- [WORK REQUIRED]:
Please reproduce the lines of the listing below verbatim, starting at the line that contains "If there is any truck windshield" and ending at the line that contains "73 348 86 360", with both of those lines included.

- [Annotated coordinate records]:

****************************************

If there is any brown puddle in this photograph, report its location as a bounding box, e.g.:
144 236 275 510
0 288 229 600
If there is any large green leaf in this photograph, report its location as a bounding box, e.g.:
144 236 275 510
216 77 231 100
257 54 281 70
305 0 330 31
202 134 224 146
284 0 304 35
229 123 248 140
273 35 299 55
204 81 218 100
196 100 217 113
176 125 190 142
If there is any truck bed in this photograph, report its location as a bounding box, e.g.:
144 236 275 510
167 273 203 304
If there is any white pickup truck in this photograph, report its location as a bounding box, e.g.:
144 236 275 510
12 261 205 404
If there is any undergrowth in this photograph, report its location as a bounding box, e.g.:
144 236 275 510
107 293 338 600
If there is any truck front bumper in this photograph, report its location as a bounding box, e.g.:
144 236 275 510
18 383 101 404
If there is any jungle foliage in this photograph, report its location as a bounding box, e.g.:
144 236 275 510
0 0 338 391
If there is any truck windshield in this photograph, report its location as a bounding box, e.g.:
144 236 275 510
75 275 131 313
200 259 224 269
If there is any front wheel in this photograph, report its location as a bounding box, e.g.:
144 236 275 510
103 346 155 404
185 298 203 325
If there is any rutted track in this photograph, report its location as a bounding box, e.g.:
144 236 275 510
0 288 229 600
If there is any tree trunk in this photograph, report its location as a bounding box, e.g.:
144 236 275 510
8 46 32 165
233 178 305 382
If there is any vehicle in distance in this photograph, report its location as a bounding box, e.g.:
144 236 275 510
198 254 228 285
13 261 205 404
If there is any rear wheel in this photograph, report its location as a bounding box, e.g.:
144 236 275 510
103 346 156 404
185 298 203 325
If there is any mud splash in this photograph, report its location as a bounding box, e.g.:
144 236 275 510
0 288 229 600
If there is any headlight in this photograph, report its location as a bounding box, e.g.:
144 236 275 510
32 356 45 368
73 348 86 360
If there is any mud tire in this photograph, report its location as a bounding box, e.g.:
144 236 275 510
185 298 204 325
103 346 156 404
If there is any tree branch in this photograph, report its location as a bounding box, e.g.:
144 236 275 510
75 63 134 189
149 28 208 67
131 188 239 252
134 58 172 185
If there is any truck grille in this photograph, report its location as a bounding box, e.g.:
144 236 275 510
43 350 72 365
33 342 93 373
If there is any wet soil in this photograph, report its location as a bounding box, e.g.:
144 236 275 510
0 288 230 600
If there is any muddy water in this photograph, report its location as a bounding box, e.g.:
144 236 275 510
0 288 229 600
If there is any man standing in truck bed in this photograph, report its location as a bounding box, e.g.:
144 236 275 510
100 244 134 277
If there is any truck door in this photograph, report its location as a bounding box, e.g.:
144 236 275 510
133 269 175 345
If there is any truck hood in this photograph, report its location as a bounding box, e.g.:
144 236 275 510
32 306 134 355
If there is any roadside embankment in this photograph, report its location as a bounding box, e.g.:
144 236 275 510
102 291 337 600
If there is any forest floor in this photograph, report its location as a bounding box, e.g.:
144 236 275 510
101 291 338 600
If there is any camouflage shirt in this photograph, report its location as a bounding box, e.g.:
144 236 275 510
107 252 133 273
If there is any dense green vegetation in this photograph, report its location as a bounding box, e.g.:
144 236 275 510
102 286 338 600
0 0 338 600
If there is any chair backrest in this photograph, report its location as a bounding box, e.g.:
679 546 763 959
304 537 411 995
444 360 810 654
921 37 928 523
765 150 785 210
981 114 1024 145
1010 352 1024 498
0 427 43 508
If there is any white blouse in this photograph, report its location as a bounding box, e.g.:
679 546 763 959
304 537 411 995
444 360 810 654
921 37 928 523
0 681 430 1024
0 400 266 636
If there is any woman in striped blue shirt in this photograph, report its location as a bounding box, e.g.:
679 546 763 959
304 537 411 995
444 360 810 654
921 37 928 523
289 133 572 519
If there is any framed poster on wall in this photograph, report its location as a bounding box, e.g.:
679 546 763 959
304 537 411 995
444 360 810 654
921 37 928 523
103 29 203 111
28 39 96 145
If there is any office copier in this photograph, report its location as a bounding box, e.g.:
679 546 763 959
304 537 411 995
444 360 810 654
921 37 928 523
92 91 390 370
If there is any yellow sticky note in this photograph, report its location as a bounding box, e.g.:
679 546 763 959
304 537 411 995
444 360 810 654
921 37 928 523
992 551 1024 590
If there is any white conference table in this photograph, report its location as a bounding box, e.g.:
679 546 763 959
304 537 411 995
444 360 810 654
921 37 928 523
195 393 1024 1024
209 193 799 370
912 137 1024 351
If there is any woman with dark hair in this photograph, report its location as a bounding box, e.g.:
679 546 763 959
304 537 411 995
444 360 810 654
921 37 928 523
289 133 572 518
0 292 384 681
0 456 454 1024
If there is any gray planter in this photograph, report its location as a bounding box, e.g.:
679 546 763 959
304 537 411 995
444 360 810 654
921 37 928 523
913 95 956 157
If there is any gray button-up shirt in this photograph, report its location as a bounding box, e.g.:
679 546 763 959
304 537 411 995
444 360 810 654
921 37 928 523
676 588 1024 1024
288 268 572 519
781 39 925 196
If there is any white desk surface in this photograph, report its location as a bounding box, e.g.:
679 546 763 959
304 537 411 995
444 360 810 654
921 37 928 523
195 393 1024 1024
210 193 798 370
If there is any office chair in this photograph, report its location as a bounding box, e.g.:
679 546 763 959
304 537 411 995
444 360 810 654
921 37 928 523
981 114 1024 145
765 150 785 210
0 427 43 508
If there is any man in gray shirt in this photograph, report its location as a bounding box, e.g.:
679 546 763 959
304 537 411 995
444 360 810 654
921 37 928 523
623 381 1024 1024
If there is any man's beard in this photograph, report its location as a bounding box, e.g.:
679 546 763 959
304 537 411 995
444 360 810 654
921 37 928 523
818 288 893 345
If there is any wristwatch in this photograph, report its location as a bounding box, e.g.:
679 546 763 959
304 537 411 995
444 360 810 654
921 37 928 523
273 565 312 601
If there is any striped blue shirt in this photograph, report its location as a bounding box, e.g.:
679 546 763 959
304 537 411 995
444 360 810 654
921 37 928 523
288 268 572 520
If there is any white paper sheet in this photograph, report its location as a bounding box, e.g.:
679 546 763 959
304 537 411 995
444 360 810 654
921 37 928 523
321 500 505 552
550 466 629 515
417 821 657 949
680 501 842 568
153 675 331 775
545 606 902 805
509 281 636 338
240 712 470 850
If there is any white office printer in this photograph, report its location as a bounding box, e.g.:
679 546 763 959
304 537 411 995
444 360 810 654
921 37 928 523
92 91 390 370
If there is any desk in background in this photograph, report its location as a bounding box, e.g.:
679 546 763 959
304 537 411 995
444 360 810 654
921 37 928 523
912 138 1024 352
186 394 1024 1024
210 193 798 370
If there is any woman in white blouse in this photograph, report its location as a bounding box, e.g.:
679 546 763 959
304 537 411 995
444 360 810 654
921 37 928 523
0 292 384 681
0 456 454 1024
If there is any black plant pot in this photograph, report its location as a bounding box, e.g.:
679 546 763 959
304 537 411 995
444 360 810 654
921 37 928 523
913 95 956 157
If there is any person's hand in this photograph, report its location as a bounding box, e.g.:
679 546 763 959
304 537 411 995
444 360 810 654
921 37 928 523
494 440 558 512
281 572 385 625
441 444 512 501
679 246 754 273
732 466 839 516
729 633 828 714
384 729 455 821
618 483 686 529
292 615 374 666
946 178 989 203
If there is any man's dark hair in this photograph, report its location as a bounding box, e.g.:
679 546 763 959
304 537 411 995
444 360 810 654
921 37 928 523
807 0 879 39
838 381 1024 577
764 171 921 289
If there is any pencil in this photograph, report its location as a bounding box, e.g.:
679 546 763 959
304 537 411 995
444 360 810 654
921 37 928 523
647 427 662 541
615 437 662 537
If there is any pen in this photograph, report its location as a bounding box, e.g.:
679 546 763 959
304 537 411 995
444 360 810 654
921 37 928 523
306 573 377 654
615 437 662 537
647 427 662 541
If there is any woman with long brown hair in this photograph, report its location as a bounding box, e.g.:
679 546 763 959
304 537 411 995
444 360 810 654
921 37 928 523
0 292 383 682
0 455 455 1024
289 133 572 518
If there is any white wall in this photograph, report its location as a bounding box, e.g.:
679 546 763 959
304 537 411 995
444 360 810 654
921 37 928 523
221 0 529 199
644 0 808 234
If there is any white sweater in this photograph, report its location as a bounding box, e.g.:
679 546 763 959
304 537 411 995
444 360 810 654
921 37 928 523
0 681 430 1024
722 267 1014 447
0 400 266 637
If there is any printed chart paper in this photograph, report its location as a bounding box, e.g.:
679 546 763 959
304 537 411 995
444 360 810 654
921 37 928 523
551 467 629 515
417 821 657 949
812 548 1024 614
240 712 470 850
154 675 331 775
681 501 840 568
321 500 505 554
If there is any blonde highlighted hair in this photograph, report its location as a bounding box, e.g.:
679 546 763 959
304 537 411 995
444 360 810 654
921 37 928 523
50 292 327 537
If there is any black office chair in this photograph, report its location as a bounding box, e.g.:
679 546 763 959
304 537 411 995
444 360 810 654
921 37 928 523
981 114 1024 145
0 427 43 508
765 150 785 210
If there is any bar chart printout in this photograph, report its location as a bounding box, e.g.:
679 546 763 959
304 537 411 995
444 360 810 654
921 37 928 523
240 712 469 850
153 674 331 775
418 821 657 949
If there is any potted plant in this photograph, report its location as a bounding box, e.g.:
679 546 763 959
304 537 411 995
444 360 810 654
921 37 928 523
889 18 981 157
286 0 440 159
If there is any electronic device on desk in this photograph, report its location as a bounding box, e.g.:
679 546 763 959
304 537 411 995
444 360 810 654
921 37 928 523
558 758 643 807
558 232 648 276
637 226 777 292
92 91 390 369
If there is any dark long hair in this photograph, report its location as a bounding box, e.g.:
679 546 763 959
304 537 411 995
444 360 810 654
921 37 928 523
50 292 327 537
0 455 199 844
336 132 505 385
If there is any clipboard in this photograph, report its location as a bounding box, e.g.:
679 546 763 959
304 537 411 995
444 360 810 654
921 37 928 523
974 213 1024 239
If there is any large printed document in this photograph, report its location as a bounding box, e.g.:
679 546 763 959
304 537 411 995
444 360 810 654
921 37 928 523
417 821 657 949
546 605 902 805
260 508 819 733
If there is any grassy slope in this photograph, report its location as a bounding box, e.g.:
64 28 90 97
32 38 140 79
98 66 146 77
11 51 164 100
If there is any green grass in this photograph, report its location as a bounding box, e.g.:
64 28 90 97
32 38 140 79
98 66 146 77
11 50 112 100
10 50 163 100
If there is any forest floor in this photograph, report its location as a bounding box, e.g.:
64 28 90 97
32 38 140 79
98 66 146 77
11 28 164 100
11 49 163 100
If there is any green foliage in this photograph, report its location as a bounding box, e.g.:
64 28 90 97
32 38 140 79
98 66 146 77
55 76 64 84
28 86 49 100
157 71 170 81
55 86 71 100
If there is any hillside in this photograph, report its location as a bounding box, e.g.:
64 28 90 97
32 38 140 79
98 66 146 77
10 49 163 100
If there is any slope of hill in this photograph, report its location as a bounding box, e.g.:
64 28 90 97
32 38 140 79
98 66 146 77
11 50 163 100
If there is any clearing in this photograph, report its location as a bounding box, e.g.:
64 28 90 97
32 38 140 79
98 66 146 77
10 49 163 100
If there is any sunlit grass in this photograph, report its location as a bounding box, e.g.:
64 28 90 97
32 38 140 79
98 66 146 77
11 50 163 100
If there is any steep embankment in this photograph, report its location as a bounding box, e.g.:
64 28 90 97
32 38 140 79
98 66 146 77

****************************************

- [RESPONSE BELOW]:
If there is any truck windshield in this photograph, report its location as a bounding box, e.g.:
144 236 275 510
75 275 131 313
200 259 224 269
If there is any front wheel in this photograph, report its location as a bounding box, e.g.:
144 236 275 510
103 346 155 404
185 298 203 325
If there is any rutted track in this photograph, report its location as a bounding box, e.g.:
144 236 275 510
0 288 229 600
If there is any tree trunk in this photograph, report its location as a bounding box, e.g.:
144 236 275 510
8 46 32 165
233 178 305 382
If there is any vehicle in distance in this photograph, report its location as a bounding box, e.g.:
144 236 275 510
198 254 228 285
13 261 205 404
If there is any rear wheel in this photograph, report its location as a bounding box, e.g.:
144 236 275 510
103 346 156 404
185 298 203 325
If there is any mud splash in this photograph, report its location as a bounding box, e.g.:
144 236 275 510
0 288 229 600
If there is any headlight in this photograph, report its location as a bounding box, e.g.:
144 236 275 510
32 356 45 368
73 348 86 360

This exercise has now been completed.